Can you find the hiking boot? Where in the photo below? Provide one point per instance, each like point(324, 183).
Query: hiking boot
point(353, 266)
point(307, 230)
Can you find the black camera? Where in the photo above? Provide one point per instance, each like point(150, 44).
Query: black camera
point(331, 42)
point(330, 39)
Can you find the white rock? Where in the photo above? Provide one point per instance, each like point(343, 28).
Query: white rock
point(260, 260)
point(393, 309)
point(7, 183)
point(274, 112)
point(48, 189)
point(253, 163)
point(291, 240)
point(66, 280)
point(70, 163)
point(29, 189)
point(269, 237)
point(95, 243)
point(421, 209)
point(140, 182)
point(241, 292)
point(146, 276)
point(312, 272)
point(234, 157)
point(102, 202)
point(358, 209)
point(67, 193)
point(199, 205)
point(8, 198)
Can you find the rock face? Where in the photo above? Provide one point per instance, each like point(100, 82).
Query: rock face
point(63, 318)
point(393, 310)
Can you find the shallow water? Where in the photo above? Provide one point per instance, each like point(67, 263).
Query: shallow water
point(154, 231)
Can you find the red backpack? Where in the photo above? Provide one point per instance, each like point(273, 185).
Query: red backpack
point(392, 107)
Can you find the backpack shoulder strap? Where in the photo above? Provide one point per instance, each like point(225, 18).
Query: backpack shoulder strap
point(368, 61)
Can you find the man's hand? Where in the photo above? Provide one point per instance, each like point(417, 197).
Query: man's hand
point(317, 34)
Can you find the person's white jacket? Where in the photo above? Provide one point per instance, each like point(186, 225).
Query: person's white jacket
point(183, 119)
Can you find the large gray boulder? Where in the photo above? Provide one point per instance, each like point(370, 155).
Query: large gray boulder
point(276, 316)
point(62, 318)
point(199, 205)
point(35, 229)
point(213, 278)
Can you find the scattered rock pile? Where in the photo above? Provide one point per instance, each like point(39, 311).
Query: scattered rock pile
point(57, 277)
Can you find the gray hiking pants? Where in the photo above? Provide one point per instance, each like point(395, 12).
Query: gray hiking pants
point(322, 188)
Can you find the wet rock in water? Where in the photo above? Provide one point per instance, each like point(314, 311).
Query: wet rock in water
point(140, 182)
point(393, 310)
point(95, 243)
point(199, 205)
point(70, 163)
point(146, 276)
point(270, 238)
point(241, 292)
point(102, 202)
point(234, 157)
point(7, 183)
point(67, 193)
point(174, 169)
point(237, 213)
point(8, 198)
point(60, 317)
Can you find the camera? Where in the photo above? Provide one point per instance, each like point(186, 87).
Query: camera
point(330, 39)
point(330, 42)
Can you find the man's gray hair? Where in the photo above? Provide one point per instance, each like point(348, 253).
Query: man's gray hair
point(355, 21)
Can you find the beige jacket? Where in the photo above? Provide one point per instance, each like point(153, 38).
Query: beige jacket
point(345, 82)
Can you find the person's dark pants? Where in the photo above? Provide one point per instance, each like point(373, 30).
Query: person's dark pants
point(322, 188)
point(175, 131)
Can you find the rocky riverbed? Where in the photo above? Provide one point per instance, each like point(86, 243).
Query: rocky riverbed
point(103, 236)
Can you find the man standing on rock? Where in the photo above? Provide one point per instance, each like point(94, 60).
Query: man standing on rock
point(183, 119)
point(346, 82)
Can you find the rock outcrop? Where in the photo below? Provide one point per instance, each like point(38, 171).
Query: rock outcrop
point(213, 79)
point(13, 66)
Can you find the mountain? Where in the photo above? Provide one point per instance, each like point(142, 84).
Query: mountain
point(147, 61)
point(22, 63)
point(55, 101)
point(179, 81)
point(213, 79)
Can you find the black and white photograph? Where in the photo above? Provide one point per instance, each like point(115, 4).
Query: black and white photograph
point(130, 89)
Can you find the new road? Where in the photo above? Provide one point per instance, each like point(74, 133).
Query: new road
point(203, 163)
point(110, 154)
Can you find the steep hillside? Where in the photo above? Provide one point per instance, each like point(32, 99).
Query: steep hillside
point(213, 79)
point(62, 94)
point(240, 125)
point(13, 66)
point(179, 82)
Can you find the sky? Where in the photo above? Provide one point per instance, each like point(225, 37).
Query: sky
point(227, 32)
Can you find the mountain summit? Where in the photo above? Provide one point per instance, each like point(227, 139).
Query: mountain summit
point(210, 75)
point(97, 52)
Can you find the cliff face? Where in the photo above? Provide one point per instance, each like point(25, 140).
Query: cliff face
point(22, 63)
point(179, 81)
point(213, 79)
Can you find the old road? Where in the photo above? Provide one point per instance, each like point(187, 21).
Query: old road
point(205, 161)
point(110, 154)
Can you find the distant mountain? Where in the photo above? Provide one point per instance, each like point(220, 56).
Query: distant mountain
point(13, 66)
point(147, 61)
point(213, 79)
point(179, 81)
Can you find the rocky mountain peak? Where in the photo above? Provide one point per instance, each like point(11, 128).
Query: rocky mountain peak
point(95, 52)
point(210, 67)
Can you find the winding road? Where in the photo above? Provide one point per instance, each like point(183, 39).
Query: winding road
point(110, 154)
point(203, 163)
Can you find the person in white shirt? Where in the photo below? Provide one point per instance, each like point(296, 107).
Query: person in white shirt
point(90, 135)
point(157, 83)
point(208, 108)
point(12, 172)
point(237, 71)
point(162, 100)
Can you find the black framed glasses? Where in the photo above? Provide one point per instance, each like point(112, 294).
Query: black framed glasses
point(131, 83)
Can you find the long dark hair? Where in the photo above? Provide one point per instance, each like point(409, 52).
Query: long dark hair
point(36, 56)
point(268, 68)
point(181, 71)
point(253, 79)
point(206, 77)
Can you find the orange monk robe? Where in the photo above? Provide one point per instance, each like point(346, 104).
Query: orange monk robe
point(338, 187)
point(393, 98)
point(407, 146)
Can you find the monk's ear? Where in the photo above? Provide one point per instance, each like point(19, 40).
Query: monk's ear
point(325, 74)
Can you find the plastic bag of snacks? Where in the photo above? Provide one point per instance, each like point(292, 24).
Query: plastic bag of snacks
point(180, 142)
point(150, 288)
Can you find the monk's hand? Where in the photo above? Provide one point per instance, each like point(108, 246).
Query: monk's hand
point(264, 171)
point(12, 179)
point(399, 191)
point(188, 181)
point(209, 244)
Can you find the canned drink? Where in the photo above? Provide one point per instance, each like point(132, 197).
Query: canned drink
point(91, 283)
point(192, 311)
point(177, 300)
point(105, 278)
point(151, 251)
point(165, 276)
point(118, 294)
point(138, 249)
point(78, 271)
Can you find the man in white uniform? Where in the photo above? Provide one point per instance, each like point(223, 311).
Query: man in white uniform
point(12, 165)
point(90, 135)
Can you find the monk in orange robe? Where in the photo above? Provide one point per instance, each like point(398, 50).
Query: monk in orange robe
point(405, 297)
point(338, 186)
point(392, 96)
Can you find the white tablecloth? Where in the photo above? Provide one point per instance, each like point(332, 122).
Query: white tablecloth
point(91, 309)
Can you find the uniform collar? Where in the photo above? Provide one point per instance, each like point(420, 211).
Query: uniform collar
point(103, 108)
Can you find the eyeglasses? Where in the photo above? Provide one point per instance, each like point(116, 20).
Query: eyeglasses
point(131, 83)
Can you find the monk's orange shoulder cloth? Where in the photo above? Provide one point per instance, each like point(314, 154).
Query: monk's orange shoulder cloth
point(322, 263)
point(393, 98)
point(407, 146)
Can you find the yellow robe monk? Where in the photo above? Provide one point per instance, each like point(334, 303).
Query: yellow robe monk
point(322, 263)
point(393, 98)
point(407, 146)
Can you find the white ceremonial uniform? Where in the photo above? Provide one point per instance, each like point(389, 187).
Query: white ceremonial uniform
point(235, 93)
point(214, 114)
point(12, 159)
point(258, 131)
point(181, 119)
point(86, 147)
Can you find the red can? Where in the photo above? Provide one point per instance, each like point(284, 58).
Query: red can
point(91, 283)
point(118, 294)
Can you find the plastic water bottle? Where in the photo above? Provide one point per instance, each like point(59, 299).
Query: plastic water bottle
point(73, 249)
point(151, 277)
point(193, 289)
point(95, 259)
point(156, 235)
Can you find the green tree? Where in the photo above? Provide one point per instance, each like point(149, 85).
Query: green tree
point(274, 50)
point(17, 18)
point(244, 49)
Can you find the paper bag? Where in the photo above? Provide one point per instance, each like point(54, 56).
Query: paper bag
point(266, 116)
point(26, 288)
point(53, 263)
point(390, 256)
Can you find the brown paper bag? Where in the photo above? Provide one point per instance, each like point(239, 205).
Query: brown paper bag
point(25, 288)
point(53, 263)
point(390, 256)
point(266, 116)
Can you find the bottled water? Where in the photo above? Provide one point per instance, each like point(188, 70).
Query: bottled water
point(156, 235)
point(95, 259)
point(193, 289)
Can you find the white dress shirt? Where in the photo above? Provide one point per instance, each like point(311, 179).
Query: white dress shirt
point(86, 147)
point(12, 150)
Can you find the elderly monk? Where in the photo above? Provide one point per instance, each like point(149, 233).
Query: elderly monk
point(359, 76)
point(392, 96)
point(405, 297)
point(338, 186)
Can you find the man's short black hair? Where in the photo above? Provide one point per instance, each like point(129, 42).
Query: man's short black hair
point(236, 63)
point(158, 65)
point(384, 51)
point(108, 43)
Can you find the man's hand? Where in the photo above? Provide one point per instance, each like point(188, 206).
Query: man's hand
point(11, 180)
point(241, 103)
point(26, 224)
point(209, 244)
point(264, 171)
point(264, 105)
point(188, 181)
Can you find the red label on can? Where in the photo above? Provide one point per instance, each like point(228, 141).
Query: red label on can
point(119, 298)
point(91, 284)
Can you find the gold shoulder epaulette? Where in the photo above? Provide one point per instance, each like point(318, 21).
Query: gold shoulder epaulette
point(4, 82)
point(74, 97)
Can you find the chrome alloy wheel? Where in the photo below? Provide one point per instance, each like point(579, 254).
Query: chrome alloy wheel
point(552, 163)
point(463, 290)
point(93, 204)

• Your task:
Reproduce, character for character, the part of the records above that opens with the line containing "Can you find the black framed" and closes with the line containing "point(103, 108)", both lines included.

• Solution to this exercise:
Can you find the black framed glasses? Where in the photo above? Provide one point per instance, each like point(112, 294).
Query: black framed glasses
point(131, 83)
Can you find the long dark hair? Where in the photo above? Provide one point per instance, each like point(409, 52).
Query: long dark hair
point(36, 56)
point(268, 68)
point(181, 71)
point(253, 79)
point(206, 77)
Can you find the orange monk robe? Where in the photo above? Provide one point per instance, each like point(346, 104).
Query: orange monk robe
point(338, 187)
point(393, 98)
point(407, 146)
Can you find the monk's ear? Where in the photo above? Provide one point per instance, each like point(19, 40).
Query: monk's ear
point(325, 74)
Can you find the plastic bag of snacks? Where in the photo above? Provide one point per instance, each like point(292, 24).
Query: plastic bag of snacks
point(180, 142)
point(150, 288)
Can you find the monk's hand? Where in the photo above? Provide one point per instance, each like point(108, 246).
Query: monk's hand
point(264, 171)
point(12, 179)
point(399, 191)
point(188, 181)
point(209, 244)
Can you find the canned drink? Where in the photo above? Provide one point per instance, each like point(132, 197).
Query: canned drink
point(91, 283)
point(192, 311)
point(177, 300)
point(105, 278)
point(151, 251)
point(165, 276)
point(118, 294)
point(138, 249)
point(78, 271)
Can you find the man in white uniform? Where in the photo above? Provide one point per instance, each like point(223, 311).
Query: man in white uniform
point(12, 165)
point(90, 135)
Can you find the monk in orange robe? Where in the photo above? Provide one point per instance, each like point(398, 50).
Query: monk in orange robe
point(405, 297)
point(338, 186)
point(392, 96)
Can you find the white tablecloth? Where in the photo above? Provide one point per instance, each like point(332, 122).
Query: white tablecloth
point(91, 309)
Can you find the uniform collar? Where in the photo above? Provide one point per instance, each like point(420, 211).
Query: uniform collar
point(103, 108)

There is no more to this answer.